EXERCISE PROMPT: Reproduce all the entries, matching the original word for word.

ENTRIES PROVIDED:
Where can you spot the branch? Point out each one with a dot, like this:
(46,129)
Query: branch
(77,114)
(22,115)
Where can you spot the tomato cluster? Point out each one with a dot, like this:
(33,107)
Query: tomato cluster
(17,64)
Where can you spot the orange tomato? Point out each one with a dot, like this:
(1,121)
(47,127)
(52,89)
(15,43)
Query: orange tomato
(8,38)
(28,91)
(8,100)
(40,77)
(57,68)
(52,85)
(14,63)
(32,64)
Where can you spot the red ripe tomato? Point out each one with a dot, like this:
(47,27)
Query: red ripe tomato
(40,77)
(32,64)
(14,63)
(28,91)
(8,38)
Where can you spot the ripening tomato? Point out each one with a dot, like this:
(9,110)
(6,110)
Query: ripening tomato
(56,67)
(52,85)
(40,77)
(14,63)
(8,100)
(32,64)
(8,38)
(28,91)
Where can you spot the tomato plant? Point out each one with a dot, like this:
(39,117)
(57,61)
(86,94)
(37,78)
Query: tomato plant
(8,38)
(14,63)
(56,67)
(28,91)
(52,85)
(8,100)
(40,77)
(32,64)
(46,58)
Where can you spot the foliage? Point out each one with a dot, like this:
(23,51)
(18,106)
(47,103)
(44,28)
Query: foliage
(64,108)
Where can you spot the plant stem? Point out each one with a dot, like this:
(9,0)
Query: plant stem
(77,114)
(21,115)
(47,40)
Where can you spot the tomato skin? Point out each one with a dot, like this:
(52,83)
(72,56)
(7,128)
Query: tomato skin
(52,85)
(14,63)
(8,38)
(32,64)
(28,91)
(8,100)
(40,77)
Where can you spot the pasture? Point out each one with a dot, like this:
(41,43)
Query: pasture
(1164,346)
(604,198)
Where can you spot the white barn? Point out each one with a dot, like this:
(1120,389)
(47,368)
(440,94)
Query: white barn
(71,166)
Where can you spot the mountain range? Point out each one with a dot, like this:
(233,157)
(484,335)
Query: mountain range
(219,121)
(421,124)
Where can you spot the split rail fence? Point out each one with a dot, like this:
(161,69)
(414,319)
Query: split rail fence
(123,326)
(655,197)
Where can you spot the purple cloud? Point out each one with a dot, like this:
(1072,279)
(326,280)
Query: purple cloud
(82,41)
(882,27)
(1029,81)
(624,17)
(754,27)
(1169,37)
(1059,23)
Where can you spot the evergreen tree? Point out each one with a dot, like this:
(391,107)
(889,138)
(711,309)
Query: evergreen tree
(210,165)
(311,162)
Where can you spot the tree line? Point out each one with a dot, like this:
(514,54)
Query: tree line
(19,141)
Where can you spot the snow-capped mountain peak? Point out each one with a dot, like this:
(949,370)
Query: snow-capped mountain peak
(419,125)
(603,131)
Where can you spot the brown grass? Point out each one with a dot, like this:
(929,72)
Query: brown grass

RESULT OF THE TASK:
Where can you spot the branch? Point out each one with a dot, like this:
(46,129)
Query: branch
(77,114)
(22,115)
Where can you spot the tomato cluster? Point out each one with a dot, like this:
(33,107)
Query: tomato cluster
(17,64)
Where can you spot the orange tomato? Point out each one with a dot, like this:
(1,121)
(47,127)
(52,89)
(15,43)
Query: orange tomato
(8,38)
(28,91)
(8,100)
(40,77)
(57,68)
(52,85)
(14,63)
(32,64)
Where can you spot the red ripe tomato? Point out each one with a dot, like this:
(47,27)
Query: red ripe tomato
(40,77)
(32,64)
(14,63)
(28,91)
(8,38)
Where can you spot the ripening tomato? Point out each one with a dot, like this:
(9,110)
(6,110)
Query: ripening tomato
(56,67)
(52,85)
(40,77)
(14,63)
(8,100)
(32,64)
(8,38)
(28,91)
Where can you spot the tomato plant? Point out each one with a dot, like this:
(39,117)
(57,61)
(86,94)
(37,78)
Query: tomato plant
(8,38)
(14,63)
(56,67)
(28,91)
(52,85)
(8,100)
(40,77)
(32,64)
(46,58)
Where can you spot the foliage? Point out each one with a dot, like this:
(23,51)
(18,106)
(47,103)
(44,28)
Query: foliage
(64,108)
Where can you spot the plant stem? Point out each one with a dot, like this:
(9,0)
Query: plant stem
(77,114)
(21,115)
(47,40)
Where can you spot the tomato skin? Point out each one with a dot, like this:
(52,83)
(72,56)
(7,128)
Query: tomato skin
(52,85)
(14,63)
(8,38)
(32,64)
(28,91)
(8,100)
(40,77)
Where can you spot the pasture? Point out each one with a dot, like this:
(41,43)
Query: pasture
(1164,346)
(604,198)
Where can you spot the white barn? Point out each one with a dot, like this:
(1120,389)
(47,368)
(440,94)
Query: white barn
(71,166)
Where can you spot the mountain range? Point out each one with a dot, like this:
(233,157)
(484,335)
Query: mountain range
(219,121)
(421,124)
Where can you spot the split rail fence? Point out each one with a dot, like this:
(161,69)
(414,319)
Query: split rail fence
(123,326)
(655,197)
Where can you spot the purple cloud? Point out each one with a dot, like this:
(1072,279)
(326,280)
Query: purple cloud
(82,41)
(882,27)
(1029,81)
(624,17)
(754,27)
(1169,37)
(1059,23)
Where can you spot the evergreen tree? Point out each one with a dot, like this:
(391,107)
(889,138)
(711,309)
Query: evergreen tree
(210,165)
(311,162)
Where can you spot the tree line? Point out each one with a dot, like this:
(514,54)
Query: tree line
(19,141)
Where can you spot the snow-capped mountain peak? Point out each one with a dot, like this:
(949,370)
Query: snow-capped mountain peak
(419,125)
(603,131)
Where can you spot the brown grass? Point out each one with a dot, like this:
(929,72)
Query: brown grass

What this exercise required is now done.